__DIRECTIONS FOR THIS TASK__: Reproduce the closing part of the entries exactly: the line with "of the brown" and all lines after it, ending with the last line, and nothing else.

__DATASET EXTRACT__:
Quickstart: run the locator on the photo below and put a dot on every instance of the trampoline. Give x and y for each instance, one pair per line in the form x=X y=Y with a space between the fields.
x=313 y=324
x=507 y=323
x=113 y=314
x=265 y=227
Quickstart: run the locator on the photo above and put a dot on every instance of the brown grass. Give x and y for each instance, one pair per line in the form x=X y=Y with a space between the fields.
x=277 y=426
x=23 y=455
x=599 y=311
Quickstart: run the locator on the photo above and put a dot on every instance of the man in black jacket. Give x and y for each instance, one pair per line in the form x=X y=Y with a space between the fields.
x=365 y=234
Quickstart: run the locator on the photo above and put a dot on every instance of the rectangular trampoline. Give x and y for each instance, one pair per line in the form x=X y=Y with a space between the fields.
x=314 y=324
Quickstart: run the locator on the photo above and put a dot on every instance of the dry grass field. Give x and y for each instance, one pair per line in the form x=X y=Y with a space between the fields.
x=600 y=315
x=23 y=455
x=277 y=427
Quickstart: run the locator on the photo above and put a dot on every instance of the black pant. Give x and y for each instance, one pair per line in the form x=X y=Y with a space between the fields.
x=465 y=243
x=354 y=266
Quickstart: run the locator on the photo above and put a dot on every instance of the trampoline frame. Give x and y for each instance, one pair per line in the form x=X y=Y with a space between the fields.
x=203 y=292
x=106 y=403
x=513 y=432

__ANSWER TO THE EXERCISE__:
Quickstart: run the locator on the photo above and put a dot on every instance of the brown grass. Give x and y for each instance, one pair per line in the form x=X y=Y with a space between the fields.
x=277 y=426
x=23 y=455
x=599 y=311
Quickstart: run the locator on the photo above and put a dot on every instance of the man in black jacket. Give x and y for each instance, one pair per line in the form x=X y=Y with a space between the fields.
x=365 y=234
Quickstart: run the locator on the photo above and put a dot on every instance of the rectangular trampoline. Give x and y for each instance, one pair per line in the form x=X y=Y with a space between the fields.
x=314 y=324
Quickstart: run the locator on the photo above and put a dot on every instance of the dry grass field. Give x and y for each instance, one pair per line in the form x=X y=Y with a space between the fields.
x=600 y=315
x=23 y=455
x=277 y=427
Quickstart: run the locator on the photo above and put a dot on every instance of the black pant. Give x and y for each instance, one pair per line in the form x=X y=Y with a space between the fields.
x=465 y=243
x=354 y=266
Quickstart: run the locator on the photo above and put a dot on every instance of the trampoline frame. Give x and y for each instance, one pair per line in the form x=X y=Y with a space between the fields.
x=203 y=292
x=106 y=403
x=513 y=432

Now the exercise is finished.